(Dataset excerpt)
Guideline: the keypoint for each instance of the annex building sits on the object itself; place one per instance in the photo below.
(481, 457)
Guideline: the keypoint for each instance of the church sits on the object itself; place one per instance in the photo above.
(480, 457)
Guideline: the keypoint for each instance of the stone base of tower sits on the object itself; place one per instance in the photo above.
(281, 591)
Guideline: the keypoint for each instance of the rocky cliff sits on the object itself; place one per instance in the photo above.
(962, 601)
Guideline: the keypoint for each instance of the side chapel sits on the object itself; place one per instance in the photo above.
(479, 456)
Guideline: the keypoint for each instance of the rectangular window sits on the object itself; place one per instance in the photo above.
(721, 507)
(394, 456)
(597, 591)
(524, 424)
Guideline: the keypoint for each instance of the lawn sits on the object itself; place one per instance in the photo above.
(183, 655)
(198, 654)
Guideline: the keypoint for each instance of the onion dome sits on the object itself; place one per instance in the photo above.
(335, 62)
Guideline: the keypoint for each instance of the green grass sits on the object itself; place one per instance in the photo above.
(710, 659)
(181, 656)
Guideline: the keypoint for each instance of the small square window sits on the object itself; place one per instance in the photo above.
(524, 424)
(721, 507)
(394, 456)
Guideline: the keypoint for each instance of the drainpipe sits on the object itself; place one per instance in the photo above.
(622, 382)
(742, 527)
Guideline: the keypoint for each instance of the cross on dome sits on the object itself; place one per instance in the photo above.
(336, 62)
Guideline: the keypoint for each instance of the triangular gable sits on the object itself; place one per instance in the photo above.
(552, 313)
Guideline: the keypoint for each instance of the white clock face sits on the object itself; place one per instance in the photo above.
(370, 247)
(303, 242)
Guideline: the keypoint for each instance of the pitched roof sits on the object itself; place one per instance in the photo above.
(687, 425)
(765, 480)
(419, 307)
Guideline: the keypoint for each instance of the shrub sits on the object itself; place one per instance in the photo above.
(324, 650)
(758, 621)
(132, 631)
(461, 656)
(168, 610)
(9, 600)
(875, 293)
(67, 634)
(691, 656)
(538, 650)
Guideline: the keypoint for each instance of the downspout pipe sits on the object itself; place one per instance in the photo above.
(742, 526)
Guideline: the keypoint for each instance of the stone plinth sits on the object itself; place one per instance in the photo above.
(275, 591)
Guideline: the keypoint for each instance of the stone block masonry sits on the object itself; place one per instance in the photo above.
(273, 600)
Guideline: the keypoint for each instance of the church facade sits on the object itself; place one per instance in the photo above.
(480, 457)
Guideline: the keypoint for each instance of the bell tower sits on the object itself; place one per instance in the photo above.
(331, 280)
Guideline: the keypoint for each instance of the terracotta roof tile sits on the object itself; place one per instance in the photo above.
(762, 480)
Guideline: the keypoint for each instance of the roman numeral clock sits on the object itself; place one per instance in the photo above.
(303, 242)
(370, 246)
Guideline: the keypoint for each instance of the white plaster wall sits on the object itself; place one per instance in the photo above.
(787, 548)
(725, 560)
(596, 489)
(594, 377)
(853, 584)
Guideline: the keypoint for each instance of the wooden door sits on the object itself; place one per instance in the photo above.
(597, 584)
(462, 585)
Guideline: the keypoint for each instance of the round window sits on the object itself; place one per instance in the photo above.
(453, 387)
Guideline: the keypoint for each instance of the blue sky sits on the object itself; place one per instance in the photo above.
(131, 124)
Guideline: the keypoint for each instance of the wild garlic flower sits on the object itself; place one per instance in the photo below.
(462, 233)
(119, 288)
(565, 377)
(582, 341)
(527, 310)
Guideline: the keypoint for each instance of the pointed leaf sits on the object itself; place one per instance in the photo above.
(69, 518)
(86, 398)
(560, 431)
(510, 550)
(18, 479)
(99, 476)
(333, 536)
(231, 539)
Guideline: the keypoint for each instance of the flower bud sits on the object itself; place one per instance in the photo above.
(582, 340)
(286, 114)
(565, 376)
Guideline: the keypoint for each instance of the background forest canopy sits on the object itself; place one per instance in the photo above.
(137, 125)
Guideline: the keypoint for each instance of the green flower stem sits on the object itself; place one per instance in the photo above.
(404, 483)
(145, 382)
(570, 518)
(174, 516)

*Aim*
Please reproduce the listing above verbatim, every line included.

*Finished exercise*
Guideline: the keypoint for each instance of the annex building sits on the object itself; place one per instance in the photo below.
(481, 457)
Guideline: the keypoint for each instance of the church sits on the object itself; place one per instance in the photo above.
(480, 457)
Guideline: the keypoint for each instance of the stone base of tower sits on the object itself; place one per instance in the photo above.
(281, 591)
Guideline: the keypoint for each instance of the rocky cliff sits on the object itself; place one per instance in the photo above.
(962, 601)
Guideline: the keypoint for each instance of the side chapel sits on the object itself; place one per instance in the photo above.
(479, 456)
Guideline: the keypoint for each instance of the rectangular window sits on the object itself; place one per instance in the photo above.
(721, 507)
(394, 456)
(597, 591)
(524, 424)
Guideline: the keypoint for each instance of the lawn sits on the object itself; place one per instance in the photo above.
(183, 655)
(198, 654)
Guideline: the keypoint for each instance of the onion dome sits on the object itself; place one per instance in the photo above.
(335, 62)
Guideline: the keypoint for each instance of the green grass sits on the object itself; place one per instance in the photo above.
(710, 659)
(181, 656)
Guideline: the keypoint for each instance of the small square window sits on the object itself; place one per instance in the photo above.
(524, 424)
(721, 507)
(394, 456)
Guideline: the keypoint for each instance of the drainpipe sits on the object itself; place one per instance in the photo above.
(622, 382)
(742, 527)
Guideline: the keypoint for each instance of the cross on dome sits on the object itself; place one per instance in the photo above.
(336, 62)
Guideline: the keypoint for each instance of the triangular gable sits on the object itself; place one per instance in the photo above.
(552, 313)
Guideline: the keypoint for each instance of the white clock face sits on the object itself; place one per instance in the photo above.
(370, 247)
(303, 242)
Guideline: the keypoint for each instance of the pitched roof sits on the object itself; place one per instance in the photo above.
(687, 425)
(765, 480)
(419, 307)
Guideline: the keypoint for each instance of the shrub sits on the object itself; place one per instance in the photo above.
(324, 650)
(758, 621)
(132, 631)
(461, 656)
(168, 610)
(9, 600)
(875, 293)
(67, 634)
(691, 656)
(538, 650)
Guideline: the keypoint for each instance of the downspout pipe sits on the object itself; place one per instance in the photo above.
(742, 526)
Guideline: the keypoint for each instance of the stone plinth sits on the object itself; place one per instance in the photo above.
(275, 591)
Guideline: the keypoint for each instance of the stone block masonry sits on the object itself; place one per instance in the photo above.
(273, 600)
Guideline: the keypoint for each instance of the church facade sits on the object itself; place one per instance in the photo above.
(480, 457)
Guideline: the keypoint for each instance of the bell tower sits on the object itself; place one per instance in the photo above.
(331, 280)
Guideline: the keypoint for each instance of the terracotta roof tile sits on the object itself; place one per instance in the photo above.
(762, 480)
Guideline: the keypoint for each instance of the roman numeral clock sits on the object itself; place one per instance in the photo above.
(303, 242)
(370, 246)
Guideline: the keypoint for each instance of the white plaster wall sits on the object itself; place one per instance in the photo above.
(787, 548)
(725, 560)
(596, 489)
(594, 377)
(853, 584)
Guideline: the keypoint for each instance of the wooden door sits on the object itself; place one per instance in the photo above.
(597, 584)
(462, 585)
Guideline: the keypoint for each instance of the round window sits on the object itself; place one per instance in the photo above.
(453, 387)
Guideline: the keypoint for each instance of the blue sky sits on the object itself; place one per instance in the photo above.
(131, 124)
Guideline: the keypoint for each instance of the wild garlic flower sits on the object itself; place one per instance in the photo below.
(462, 233)
(119, 288)
(565, 377)
(582, 341)
(527, 310)
Guideline: the keypoint for each instance of the pointed leaf sits on the object itself; place one per instance in the photo above.
(69, 518)
(86, 398)
(560, 431)
(510, 550)
(18, 479)
(99, 476)
(333, 536)
(231, 539)
Guideline: the keypoint for each instance of the flower bud sits on the object itself; place one per instance in the photo above.
(582, 340)
(286, 114)
(565, 376)
Guideline: the keypoint for each instance of the background forest canopy sits on the object itself; place one per instance in the photo above.
(137, 125)
Guideline: the keypoint for each instance of the green flower stem sits on the object itself; place one per instance in the photo above.
(404, 483)
(145, 382)
(570, 518)
(174, 516)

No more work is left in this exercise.